Data section ▸
☆ ☆ ☆
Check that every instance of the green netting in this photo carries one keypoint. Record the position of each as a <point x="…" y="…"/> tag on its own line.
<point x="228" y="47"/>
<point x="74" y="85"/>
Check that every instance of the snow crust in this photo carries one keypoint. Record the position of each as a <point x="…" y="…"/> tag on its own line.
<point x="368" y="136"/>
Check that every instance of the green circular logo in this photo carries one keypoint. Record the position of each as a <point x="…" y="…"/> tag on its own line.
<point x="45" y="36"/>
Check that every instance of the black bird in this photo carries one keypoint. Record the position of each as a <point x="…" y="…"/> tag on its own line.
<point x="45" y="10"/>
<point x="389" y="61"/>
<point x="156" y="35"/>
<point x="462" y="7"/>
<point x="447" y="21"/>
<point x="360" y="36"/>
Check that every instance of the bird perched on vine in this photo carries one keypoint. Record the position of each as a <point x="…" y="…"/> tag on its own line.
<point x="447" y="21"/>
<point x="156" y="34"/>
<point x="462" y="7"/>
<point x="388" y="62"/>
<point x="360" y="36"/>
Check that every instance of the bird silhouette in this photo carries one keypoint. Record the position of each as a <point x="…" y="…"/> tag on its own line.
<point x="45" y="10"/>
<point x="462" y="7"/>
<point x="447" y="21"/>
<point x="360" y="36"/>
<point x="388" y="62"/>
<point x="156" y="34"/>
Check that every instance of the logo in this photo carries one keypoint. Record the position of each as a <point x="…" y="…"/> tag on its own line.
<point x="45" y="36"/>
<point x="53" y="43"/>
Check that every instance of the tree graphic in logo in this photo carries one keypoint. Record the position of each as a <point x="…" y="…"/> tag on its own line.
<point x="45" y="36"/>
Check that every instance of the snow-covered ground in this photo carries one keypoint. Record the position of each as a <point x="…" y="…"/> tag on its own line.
☆ ☆ ☆
Write out exactly the lines of the entries above that run from the line containing "Check that every instance of the bird perched" through the last line, including both.

Response ▸
Check that every instance of the bird perched on vine in this photo carries one keypoint. Record the position of each as a <point x="…" y="…"/> tag on its own line.
<point x="447" y="21"/>
<point x="156" y="34"/>
<point x="462" y="7"/>
<point x="388" y="62"/>
<point x="360" y="36"/>
Check that every instance of the bird silhouette in this photo carries one keypoint. Record the position of each as a <point x="…" y="…"/> tag on its own line.
<point x="45" y="10"/>
<point x="462" y="7"/>
<point x="447" y="21"/>
<point x="360" y="36"/>
<point x="388" y="62"/>
<point x="156" y="34"/>
Check that every instance of the logo in this photo carries one keypoint. Record the position of each as a <point x="…" y="…"/> tag on its own line.
<point x="45" y="36"/>
<point x="53" y="43"/>
Check that every instance of the tree graphic in logo in this photo carries one keypoint. Record the position of each as a <point x="…" y="…"/> tag on its own line.
<point x="45" y="36"/>
Check that every instance of the snow-covered ground in this photo carries one keypoint. Record the position of each as a <point x="…" y="…"/> tag on its own line.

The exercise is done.